GIVEN TASK: Reproduce only the lines that begin at the line with "Find every instance of the grey concrete" and run to the end of the entries; omit every picture.

RECORDS TO USE:
--------
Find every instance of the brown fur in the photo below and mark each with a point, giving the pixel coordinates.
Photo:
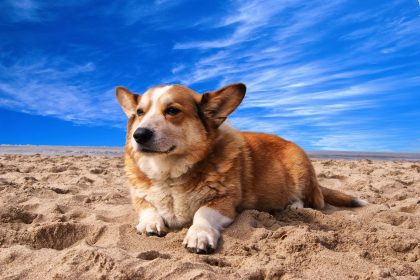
(226, 170)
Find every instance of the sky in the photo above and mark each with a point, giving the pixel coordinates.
(328, 75)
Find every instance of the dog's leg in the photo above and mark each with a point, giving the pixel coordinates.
(150, 222)
(202, 237)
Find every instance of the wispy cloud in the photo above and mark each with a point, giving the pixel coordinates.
(316, 71)
(24, 10)
(51, 86)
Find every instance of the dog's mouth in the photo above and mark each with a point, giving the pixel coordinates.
(150, 151)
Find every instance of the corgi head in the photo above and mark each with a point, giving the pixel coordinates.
(175, 121)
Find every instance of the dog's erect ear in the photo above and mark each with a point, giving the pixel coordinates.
(217, 105)
(128, 100)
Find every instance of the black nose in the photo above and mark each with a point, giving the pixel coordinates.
(142, 135)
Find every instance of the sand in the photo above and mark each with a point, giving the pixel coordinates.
(69, 217)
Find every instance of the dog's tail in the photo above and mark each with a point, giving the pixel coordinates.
(337, 198)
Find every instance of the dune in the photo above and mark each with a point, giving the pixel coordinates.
(69, 217)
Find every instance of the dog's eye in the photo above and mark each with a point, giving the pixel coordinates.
(140, 112)
(172, 111)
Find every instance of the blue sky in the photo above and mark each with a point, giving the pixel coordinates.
(329, 75)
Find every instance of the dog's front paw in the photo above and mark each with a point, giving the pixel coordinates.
(151, 223)
(201, 239)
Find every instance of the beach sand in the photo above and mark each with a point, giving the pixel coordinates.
(69, 217)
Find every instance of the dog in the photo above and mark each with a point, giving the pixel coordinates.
(186, 166)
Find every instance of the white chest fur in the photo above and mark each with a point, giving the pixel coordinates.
(174, 204)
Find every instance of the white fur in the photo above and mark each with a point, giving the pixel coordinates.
(150, 221)
(174, 205)
(153, 114)
(162, 167)
(205, 230)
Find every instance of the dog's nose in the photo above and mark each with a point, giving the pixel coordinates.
(142, 135)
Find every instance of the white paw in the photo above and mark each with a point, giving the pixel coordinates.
(201, 239)
(296, 205)
(151, 223)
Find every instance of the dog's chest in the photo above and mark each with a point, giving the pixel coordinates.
(175, 205)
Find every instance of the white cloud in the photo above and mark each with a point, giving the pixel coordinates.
(55, 87)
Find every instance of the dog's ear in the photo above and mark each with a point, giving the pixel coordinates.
(217, 105)
(128, 100)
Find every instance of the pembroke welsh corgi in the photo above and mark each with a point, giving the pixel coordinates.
(185, 166)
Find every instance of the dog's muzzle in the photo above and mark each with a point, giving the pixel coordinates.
(143, 135)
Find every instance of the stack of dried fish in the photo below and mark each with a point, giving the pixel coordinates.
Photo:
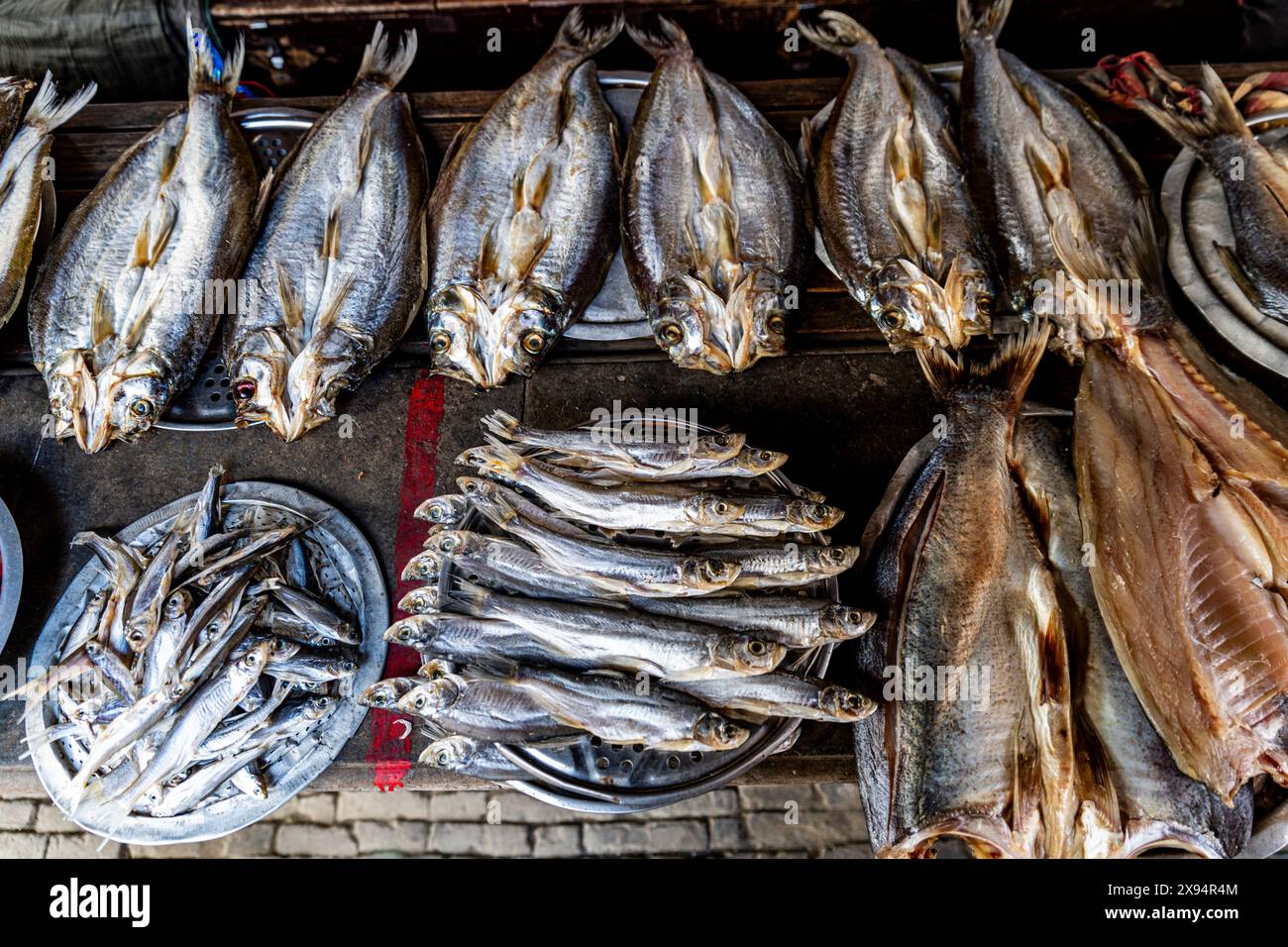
(25, 170)
(896, 223)
(119, 316)
(713, 222)
(217, 644)
(523, 219)
(340, 266)
(552, 625)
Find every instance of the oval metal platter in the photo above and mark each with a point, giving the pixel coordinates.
(1198, 219)
(11, 573)
(603, 779)
(357, 571)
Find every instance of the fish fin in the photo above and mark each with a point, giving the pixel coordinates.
(48, 111)
(835, 31)
(1010, 369)
(668, 40)
(576, 35)
(987, 17)
(503, 425)
(384, 65)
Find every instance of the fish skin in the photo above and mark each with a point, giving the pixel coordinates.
(890, 201)
(713, 222)
(116, 317)
(1041, 165)
(1257, 197)
(523, 219)
(1133, 797)
(1189, 566)
(24, 172)
(340, 266)
(964, 582)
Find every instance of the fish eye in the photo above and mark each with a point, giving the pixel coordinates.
(533, 342)
(893, 318)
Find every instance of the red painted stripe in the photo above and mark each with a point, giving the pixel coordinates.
(390, 738)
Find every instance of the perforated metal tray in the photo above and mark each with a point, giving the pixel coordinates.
(357, 570)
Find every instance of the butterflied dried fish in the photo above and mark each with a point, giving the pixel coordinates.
(713, 231)
(1253, 179)
(966, 591)
(342, 263)
(25, 169)
(1042, 166)
(1132, 795)
(119, 317)
(523, 219)
(890, 200)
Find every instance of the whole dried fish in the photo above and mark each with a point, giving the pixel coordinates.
(25, 170)
(713, 226)
(342, 263)
(890, 198)
(119, 317)
(523, 219)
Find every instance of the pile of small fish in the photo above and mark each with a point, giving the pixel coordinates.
(548, 626)
(217, 646)
(25, 145)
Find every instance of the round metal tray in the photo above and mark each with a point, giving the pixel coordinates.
(11, 573)
(597, 777)
(207, 402)
(357, 570)
(1197, 217)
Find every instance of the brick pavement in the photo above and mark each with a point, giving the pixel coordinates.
(746, 822)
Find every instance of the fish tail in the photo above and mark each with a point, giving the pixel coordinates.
(1010, 369)
(48, 111)
(835, 31)
(503, 425)
(384, 65)
(578, 35)
(204, 72)
(669, 40)
(982, 17)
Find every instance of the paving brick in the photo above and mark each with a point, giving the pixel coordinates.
(557, 841)
(321, 841)
(478, 839)
(394, 838)
(22, 845)
(312, 806)
(384, 806)
(82, 845)
(16, 813)
(462, 806)
(51, 819)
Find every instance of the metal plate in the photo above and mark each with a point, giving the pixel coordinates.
(597, 777)
(11, 573)
(357, 571)
(207, 402)
(614, 313)
(1197, 215)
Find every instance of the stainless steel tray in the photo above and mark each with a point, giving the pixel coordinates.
(1197, 217)
(356, 571)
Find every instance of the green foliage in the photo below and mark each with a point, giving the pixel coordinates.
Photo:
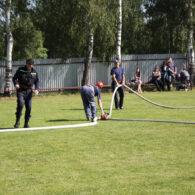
(28, 42)
(2, 43)
(167, 20)
(61, 28)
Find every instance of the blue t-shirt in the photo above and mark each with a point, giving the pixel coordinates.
(96, 91)
(118, 72)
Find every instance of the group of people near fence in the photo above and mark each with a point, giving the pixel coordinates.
(26, 76)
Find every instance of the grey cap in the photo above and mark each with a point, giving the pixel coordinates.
(116, 61)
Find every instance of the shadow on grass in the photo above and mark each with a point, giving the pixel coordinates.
(58, 120)
(81, 109)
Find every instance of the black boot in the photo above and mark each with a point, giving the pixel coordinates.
(17, 124)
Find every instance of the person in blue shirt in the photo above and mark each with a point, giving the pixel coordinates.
(24, 79)
(88, 93)
(165, 76)
(118, 78)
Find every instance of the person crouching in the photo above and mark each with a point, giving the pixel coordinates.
(88, 93)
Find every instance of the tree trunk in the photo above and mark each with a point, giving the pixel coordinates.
(8, 75)
(88, 59)
(190, 43)
(119, 32)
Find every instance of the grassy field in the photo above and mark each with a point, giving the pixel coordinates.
(112, 157)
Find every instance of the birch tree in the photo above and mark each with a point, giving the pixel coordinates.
(8, 75)
(88, 59)
(119, 31)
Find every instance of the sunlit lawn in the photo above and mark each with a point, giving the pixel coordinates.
(112, 157)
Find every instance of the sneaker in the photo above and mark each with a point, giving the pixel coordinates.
(17, 124)
(88, 118)
(94, 119)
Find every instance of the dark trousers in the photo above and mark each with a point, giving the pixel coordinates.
(158, 83)
(118, 104)
(24, 97)
(165, 81)
(88, 99)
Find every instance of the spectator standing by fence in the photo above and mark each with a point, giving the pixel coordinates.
(118, 78)
(172, 71)
(138, 81)
(24, 79)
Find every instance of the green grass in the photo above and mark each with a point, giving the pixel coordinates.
(113, 157)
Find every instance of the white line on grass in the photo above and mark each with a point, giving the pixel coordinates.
(47, 128)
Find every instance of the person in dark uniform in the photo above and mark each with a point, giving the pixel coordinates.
(24, 79)
(118, 78)
(88, 93)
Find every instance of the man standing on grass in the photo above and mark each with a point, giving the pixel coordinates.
(24, 79)
(118, 78)
(88, 93)
(172, 71)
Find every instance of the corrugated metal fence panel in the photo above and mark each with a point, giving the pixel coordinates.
(147, 62)
(58, 73)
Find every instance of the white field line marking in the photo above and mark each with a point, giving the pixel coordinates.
(50, 127)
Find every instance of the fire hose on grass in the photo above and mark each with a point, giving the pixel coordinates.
(149, 101)
(104, 117)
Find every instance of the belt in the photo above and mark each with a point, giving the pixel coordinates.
(25, 87)
(90, 86)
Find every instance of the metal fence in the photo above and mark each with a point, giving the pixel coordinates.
(58, 74)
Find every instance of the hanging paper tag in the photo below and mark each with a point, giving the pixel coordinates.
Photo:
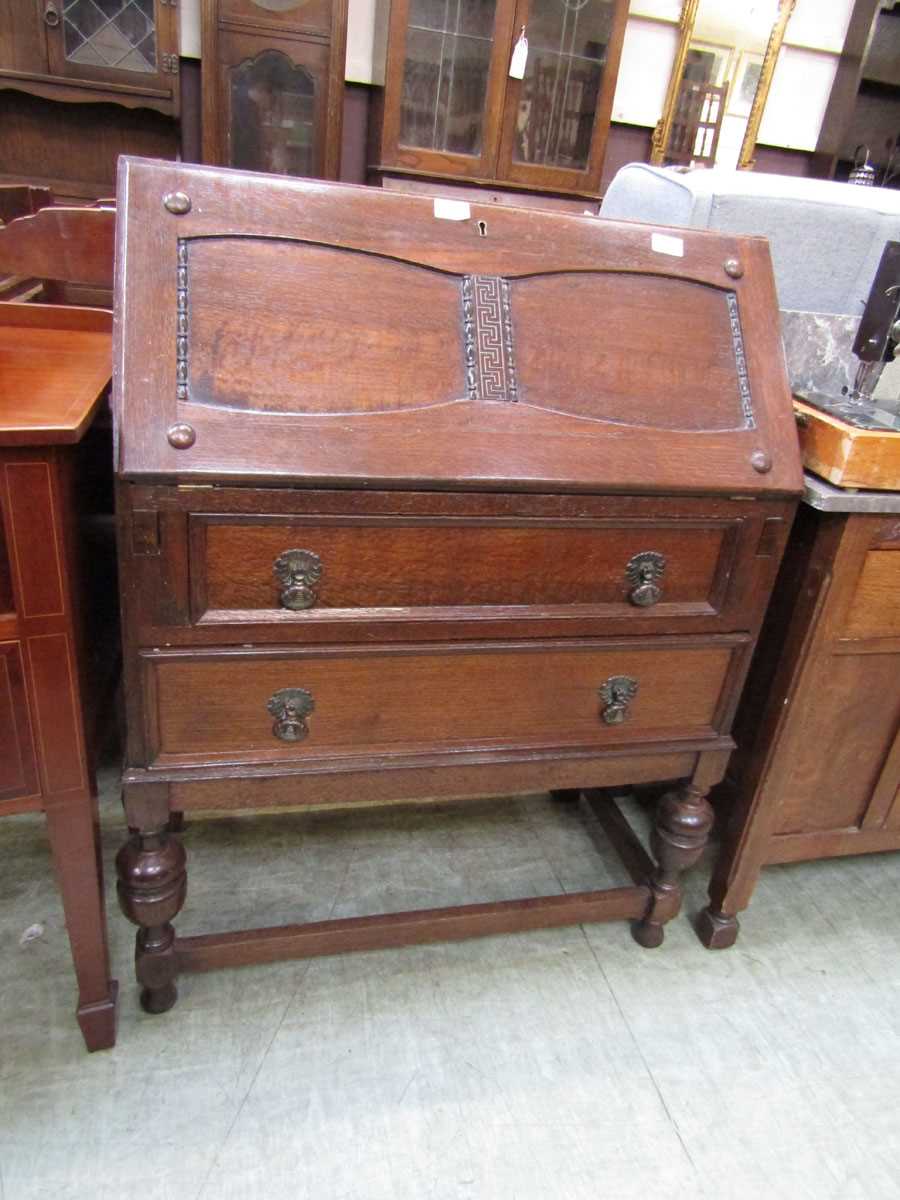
(520, 57)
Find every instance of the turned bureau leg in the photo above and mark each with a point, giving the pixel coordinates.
(679, 835)
(153, 883)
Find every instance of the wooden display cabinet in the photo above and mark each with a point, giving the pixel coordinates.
(450, 109)
(273, 85)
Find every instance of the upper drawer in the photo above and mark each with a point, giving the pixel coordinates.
(351, 336)
(300, 571)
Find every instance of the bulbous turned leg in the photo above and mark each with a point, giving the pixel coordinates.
(153, 883)
(717, 930)
(679, 835)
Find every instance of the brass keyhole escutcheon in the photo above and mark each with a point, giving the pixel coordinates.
(645, 574)
(291, 707)
(617, 694)
(298, 571)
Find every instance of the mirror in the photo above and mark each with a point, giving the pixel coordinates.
(720, 79)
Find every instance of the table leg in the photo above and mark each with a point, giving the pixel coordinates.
(75, 844)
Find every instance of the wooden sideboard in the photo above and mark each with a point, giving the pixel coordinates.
(58, 627)
(817, 771)
(414, 507)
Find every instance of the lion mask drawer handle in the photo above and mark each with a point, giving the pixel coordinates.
(299, 573)
(291, 707)
(617, 694)
(645, 574)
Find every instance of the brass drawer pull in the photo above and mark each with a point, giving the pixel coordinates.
(617, 694)
(291, 707)
(645, 574)
(299, 573)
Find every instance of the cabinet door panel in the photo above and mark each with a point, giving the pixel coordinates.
(445, 85)
(131, 42)
(287, 15)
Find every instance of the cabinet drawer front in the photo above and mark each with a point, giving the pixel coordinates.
(420, 699)
(241, 565)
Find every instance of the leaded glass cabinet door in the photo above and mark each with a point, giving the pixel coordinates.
(131, 42)
(273, 102)
(557, 118)
(447, 67)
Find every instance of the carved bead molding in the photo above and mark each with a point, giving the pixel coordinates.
(181, 323)
(487, 336)
(737, 339)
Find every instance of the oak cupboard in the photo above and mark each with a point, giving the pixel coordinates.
(827, 676)
(450, 109)
(273, 84)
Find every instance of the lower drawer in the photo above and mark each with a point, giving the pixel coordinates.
(258, 706)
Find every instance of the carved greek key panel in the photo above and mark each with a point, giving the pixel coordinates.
(487, 333)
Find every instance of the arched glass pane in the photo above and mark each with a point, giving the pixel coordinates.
(273, 115)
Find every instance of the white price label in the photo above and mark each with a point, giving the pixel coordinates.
(665, 244)
(520, 58)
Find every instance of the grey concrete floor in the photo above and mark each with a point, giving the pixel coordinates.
(567, 1065)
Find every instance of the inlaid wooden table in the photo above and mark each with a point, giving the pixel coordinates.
(57, 637)
(414, 507)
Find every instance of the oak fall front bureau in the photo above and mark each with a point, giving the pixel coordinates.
(423, 508)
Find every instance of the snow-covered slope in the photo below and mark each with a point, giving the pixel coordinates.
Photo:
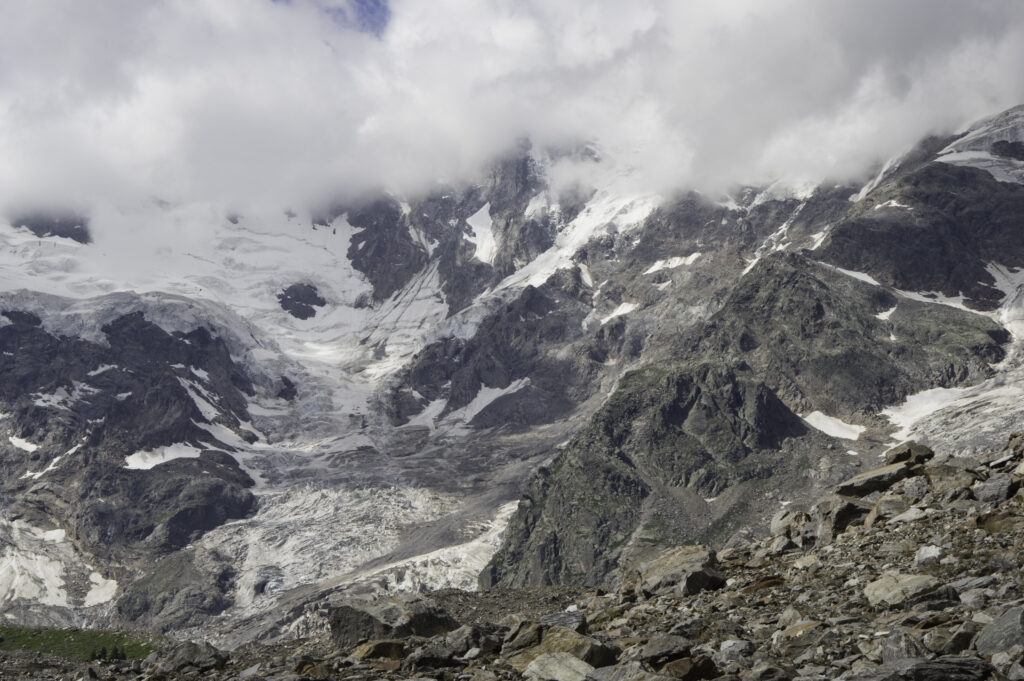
(338, 486)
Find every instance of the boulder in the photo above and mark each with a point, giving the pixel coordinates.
(734, 650)
(995, 490)
(877, 479)
(559, 639)
(388, 648)
(633, 671)
(525, 635)
(557, 667)
(686, 569)
(946, 477)
(665, 647)
(886, 507)
(1003, 633)
(691, 669)
(896, 589)
(910, 453)
(835, 513)
(356, 621)
(190, 655)
(569, 620)
(949, 669)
--------
WRITTEN RESPONSE:
Find every instance of the grey concrete floor in the photo above and mark each with a point, giving the pixel coordinates.
(567, 1065)
Find every instance of the inlaid wooden table in the photo above and mark each with a point, giving the pixel coordinates.
(57, 637)
(414, 507)
Find every instance of the oak fall front bureau in the photo above and mark each with a point, giving the pixel coordinates.
(423, 508)
Find every instance of the snow-covered slope in the photo below and mark each with a point, giving the pixel coordinates.
Photo:
(338, 486)
Find every instance of the boulder in the photo above and mark each with a point, giving the pixel coordinates.
(734, 650)
(995, 490)
(877, 479)
(559, 639)
(388, 648)
(633, 671)
(525, 635)
(557, 667)
(686, 569)
(946, 477)
(665, 647)
(886, 507)
(1003, 633)
(691, 669)
(896, 589)
(910, 453)
(835, 513)
(356, 621)
(190, 655)
(569, 620)
(949, 669)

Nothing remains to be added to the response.